Problem details: Copy the lines below verbatim, beginning with the line that includes "Outline every instance of the roof" and continuing to the end; leave out everything before it.

Input data:
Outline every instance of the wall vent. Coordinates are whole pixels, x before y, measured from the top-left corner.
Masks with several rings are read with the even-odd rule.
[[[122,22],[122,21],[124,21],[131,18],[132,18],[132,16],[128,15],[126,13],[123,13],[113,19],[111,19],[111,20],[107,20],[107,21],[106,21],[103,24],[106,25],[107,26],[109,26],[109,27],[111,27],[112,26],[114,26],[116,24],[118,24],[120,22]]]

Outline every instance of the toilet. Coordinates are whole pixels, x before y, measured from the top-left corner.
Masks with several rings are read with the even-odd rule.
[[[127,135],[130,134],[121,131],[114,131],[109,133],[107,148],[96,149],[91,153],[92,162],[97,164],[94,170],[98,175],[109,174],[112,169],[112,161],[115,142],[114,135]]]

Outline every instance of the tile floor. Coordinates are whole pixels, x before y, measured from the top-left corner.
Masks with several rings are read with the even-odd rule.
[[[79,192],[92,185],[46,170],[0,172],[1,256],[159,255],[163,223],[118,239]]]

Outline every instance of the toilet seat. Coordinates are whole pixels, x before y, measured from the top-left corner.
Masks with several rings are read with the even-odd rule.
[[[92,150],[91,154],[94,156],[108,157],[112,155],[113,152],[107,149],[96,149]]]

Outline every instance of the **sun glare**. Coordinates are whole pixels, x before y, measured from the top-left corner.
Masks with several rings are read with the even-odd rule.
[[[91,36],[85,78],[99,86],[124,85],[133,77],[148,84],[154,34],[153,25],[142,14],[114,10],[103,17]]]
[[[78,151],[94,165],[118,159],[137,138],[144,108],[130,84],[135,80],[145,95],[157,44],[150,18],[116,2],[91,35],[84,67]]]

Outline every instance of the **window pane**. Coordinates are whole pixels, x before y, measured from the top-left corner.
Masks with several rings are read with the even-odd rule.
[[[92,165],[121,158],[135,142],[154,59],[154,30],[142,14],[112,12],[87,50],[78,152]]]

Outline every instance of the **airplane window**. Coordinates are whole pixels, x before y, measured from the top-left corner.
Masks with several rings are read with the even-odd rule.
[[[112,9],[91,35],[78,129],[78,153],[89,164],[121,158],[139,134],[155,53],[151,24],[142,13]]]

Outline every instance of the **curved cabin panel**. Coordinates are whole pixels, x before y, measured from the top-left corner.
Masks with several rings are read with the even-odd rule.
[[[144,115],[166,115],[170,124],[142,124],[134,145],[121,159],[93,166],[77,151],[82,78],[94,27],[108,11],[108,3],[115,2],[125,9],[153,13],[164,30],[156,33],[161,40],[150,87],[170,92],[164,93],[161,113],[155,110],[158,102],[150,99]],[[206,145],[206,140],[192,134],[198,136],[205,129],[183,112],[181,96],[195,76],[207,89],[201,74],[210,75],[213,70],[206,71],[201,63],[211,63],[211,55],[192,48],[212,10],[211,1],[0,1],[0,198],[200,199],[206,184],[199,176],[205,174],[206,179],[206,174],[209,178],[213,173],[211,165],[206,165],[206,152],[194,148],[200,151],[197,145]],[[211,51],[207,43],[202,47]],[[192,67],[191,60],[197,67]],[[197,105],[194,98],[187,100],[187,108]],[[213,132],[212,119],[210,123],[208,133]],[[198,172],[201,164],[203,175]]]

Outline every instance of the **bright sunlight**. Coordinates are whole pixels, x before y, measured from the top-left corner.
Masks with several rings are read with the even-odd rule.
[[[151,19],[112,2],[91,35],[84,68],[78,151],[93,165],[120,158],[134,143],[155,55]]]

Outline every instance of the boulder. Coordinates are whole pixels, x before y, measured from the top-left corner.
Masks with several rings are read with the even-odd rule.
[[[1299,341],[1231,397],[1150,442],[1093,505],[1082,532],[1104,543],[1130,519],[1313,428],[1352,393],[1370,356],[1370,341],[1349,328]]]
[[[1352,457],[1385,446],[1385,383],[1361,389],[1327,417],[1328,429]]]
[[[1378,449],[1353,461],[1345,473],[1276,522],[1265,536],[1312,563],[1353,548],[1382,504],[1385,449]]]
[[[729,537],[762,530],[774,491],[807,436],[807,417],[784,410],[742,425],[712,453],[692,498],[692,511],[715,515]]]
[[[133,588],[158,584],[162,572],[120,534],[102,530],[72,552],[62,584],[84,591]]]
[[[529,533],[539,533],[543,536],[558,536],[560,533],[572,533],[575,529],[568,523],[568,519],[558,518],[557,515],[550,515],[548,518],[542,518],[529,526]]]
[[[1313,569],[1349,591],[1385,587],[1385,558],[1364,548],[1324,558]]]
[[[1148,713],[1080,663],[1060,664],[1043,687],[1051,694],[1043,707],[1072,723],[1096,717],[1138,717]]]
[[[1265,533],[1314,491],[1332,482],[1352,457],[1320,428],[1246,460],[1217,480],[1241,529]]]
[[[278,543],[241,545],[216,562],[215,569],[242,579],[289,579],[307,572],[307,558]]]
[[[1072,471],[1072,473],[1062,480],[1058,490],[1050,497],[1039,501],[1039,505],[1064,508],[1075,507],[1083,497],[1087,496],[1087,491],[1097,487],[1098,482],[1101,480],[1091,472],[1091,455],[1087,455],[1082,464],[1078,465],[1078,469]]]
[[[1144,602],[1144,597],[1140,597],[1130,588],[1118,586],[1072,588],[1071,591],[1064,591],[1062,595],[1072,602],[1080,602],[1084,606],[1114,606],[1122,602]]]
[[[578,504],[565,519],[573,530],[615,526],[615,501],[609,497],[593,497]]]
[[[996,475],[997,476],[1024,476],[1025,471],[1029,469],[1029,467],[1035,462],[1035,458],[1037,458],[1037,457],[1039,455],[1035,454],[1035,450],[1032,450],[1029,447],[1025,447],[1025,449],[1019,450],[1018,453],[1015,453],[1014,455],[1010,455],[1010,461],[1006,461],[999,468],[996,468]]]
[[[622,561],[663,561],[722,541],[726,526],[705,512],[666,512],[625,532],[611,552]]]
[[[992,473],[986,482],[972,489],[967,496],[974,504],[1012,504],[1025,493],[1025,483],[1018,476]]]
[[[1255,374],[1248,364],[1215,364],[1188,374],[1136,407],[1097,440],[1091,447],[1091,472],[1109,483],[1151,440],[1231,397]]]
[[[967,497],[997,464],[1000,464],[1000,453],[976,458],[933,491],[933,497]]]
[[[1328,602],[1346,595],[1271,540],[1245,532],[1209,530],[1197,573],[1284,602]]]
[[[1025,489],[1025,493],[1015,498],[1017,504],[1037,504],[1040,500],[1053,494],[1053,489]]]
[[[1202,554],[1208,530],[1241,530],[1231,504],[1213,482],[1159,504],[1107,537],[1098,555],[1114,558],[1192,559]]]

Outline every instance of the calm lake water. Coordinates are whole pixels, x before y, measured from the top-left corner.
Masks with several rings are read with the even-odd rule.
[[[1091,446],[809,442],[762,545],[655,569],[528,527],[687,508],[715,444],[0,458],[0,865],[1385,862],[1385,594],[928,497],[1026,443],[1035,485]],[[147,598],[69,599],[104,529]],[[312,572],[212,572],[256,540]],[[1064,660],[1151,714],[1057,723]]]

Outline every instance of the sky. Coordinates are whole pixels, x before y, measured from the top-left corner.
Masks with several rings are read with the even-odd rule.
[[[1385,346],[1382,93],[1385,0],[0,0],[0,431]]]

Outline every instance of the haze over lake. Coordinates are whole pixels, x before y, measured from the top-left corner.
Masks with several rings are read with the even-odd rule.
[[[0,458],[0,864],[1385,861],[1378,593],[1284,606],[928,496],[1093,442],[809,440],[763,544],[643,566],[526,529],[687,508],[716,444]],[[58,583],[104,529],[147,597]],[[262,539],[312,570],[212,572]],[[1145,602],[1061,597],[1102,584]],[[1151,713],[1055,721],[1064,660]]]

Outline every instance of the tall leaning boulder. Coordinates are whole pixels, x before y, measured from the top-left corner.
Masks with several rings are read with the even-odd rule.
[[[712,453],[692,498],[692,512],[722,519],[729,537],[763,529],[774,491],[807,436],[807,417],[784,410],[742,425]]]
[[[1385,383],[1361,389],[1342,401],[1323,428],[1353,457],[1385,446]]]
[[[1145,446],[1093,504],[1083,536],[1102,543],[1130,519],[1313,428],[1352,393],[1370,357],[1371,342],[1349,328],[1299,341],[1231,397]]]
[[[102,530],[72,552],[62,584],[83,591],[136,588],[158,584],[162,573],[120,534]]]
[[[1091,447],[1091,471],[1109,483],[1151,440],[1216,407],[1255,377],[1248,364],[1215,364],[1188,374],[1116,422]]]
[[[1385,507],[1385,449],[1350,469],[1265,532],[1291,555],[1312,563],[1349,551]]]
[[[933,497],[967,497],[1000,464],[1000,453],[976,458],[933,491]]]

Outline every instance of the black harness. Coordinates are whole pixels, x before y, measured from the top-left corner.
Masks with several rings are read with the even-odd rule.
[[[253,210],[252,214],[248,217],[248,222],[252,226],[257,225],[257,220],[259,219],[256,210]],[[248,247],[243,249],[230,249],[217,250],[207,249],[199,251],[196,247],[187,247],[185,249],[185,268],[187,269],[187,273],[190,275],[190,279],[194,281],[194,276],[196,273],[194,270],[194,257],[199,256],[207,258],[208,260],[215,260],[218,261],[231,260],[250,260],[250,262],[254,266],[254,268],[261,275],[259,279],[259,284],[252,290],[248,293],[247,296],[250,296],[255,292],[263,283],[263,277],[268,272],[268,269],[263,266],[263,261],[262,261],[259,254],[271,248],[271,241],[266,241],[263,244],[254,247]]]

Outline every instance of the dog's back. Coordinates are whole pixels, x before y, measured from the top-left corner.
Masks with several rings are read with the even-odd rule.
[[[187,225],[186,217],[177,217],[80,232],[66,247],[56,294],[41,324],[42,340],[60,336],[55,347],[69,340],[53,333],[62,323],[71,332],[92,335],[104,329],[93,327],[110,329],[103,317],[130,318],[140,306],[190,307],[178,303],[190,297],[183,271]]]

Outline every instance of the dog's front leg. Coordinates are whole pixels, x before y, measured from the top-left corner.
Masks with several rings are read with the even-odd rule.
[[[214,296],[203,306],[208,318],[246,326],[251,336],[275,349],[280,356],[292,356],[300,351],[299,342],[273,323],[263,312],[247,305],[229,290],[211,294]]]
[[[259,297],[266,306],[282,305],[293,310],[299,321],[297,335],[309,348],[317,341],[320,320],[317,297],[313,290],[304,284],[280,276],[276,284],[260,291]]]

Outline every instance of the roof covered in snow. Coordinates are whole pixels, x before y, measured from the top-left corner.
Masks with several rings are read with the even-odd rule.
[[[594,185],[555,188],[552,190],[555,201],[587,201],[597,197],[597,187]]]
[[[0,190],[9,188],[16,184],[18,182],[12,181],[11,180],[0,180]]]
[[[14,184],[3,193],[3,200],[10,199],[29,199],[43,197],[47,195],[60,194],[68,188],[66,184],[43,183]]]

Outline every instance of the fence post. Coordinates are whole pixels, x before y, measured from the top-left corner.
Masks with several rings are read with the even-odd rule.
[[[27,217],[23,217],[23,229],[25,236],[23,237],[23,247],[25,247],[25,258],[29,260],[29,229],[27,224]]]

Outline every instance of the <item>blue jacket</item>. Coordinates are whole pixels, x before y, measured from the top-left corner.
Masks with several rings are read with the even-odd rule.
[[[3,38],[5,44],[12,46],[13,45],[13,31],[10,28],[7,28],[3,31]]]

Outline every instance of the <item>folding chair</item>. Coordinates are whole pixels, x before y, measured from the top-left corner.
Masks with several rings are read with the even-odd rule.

Task solution:
Outline every instance of the roof covered in snow. Coordinates are whole pixels, x before y, measured from the top-left corner.
Masks with several rings are read with the even-odd rule.
[[[594,185],[555,188],[552,190],[555,201],[587,201],[597,197],[597,187]]]
[[[0,190],[9,188],[16,184],[18,182],[12,181],[11,180],[0,180]]]
[[[14,184],[3,193],[3,200],[10,199],[29,199],[43,197],[47,195],[60,194],[68,188],[66,184],[43,183]]]

Outline every instance of the fence post. Coordinates are whole pixels, x before y, measured from the top-left corner.
Masks with several rings are read with the even-odd rule.
[[[27,217],[23,217],[23,229],[25,236],[23,237],[23,247],[25,247],[25,258],[29,260],[29,229],[27,224]]]

Outline every instance of the <item>blue jacket</item>. Coordinates are whole pixels, x before y, measured from the top-left corner.
Masks with several rings are read with the even-odd rule.
[[[3,38],[5,44],[12,46],[13,45],[13,31],[10,28],[7,28],[3,31]]]

Outline every instance of the <item>folding chair</item>. Coordinates are whole pixels, x before y, measured from the top-left corner.
Masks with several rings are read with the even-odd rule.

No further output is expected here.